YOUR ASSIGNMENT> Continue this news story about a Paris exhibition on melancholy in art, picking up after its last sentence.

SELECTED EXCERPT>
= = =

- The Washington Times - Monday, October 31, 2005

PARIS - Do artists have to be miserable to produce great art? A new exhibition in France suggests that a little inner darkness helps.

Yet “Melancholy — Genius and Insanity in the Western World,” which has visitors lining up around the block at Paris’ Grand Palais, is anything but depressing.

“Long Live Melancholy!” one highbrow French magazine raved in its review.

The dazzlingly extensive look at art from antiquity to the 21st century shows how troubled thoughts have inspired great painters, sculptors, philosophers and writers.

“Melancholy is not only negative,” curator Gerard Regnier says in an interview. “On the contrary, it was a positive energy that gave strength and genius to great artists throughout Western civilization.”

Among them: Pablo Picasso, Auguste Rodin, Vincent van Gogh, Edvard Munch, Edward Hopper, Goya, Eugene Delacroix, William Blake. Nearly 300 works are on display, including masterpieces on rare loan from dozens of museums and collectors.

“The goal is to show the public the complexity and variety and positiveness of melancholy,” Mr. Regnier says.

The show, which runs through Jan. 16 and then travels to Berlin’s Neue Nationalgalerie, was not initially an easy sell.

Paris’ art elite flatly rejected the exhibit when Mr. Regnier first proposed it a decade ago. Culture and museum officials believed the public wouldn’t pay to see art associated with depression.

Persistence paid off, however and times changed. Depression has become a constant subject of cover stories and talk shows in France. The government says French use of antidepressant drugs has doubled since 1990.

The show begins and ends with two sculptures — of men lost in thought, heads leaning on fists — that bear a striking resemblance but were created more than 2,000 years apart.

The first is a magnificent first-century B.C. bronze of Ajax, the Greek hero who killed himself after the Trojan War. The last is Australian artist Ron Mueck’s “Big Man From 2000,” a larger-than-life fat, naked, bald man crouched glumly in a corner, on loan from Washington’s Hirshhorn Museum.

= = =

INFORMATION>
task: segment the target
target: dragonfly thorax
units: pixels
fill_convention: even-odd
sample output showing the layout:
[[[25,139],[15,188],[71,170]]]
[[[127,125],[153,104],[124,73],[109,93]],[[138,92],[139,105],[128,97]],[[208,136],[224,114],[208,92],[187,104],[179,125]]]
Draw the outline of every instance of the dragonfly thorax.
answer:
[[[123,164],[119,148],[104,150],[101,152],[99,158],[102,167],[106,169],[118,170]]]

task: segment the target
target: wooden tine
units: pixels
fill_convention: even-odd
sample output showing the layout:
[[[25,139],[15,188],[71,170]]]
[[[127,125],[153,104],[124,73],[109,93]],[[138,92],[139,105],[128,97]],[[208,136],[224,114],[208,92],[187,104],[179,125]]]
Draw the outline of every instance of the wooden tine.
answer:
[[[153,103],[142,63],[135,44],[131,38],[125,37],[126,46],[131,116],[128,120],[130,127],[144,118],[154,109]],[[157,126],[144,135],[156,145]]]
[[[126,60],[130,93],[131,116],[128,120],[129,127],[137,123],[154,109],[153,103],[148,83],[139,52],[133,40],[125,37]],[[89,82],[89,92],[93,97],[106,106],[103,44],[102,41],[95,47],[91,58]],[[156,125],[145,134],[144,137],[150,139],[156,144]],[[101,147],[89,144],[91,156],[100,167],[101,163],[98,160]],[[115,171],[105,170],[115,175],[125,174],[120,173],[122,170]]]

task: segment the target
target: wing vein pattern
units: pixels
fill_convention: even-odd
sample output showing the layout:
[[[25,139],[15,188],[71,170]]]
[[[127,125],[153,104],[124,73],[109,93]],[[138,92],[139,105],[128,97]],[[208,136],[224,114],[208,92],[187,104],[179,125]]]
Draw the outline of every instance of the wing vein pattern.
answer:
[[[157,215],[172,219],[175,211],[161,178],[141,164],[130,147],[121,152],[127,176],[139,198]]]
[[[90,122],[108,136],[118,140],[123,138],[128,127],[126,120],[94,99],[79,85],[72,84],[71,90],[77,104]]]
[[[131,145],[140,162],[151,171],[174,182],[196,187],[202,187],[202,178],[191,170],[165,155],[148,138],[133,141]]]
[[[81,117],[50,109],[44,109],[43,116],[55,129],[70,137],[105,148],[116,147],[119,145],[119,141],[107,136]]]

= = =

WRITTEN RESPONSE>
Touching on every period in between, the exhibit shows how perceptions of melancholy oscillated through the ages, with changes reflected in art and writings.

Antiquity viewed it as positive inspiration. “Why is it that all those who have become eminent in philosophy or politics or poetry or the arts … are melancholic?” Aristotle asked.

It was regarded as a sin in the Middle Ages but was rehabilitated by Renaissance astrologers, who linked melancholy to the planets and felt it could produce genius or madness.

Albrecht Durer’s iconic “Melancolia 1” from 1514 exemplifies the Renaissance view, with its pensive female figure surrounded by symbols of scientific research and wealth as a batlike creature flies through a night sky.

The exhibit winds its way through the late 19th and 20th centuries, when psychiatry deemed melancholy an illness and electric shock therapy was introduced. Particularly moving is a series of photographic sienna portraits taken in 1850 at an English asylum. The patients’ faces are visibly weighed down by troubled minds.

Taken together, the show presents melancholy as a normal part of the human experience — a frame of mind that travels like a wave. At its low, we call it depression, but the mood can be transient and at its height inspire greatness.

“I think people are amazed by the variety and richness of all these works,” Mr. Regnier says. “It has nothing to do with sadness. It has to do with a moral of living, a moral of dealing with everyday life.”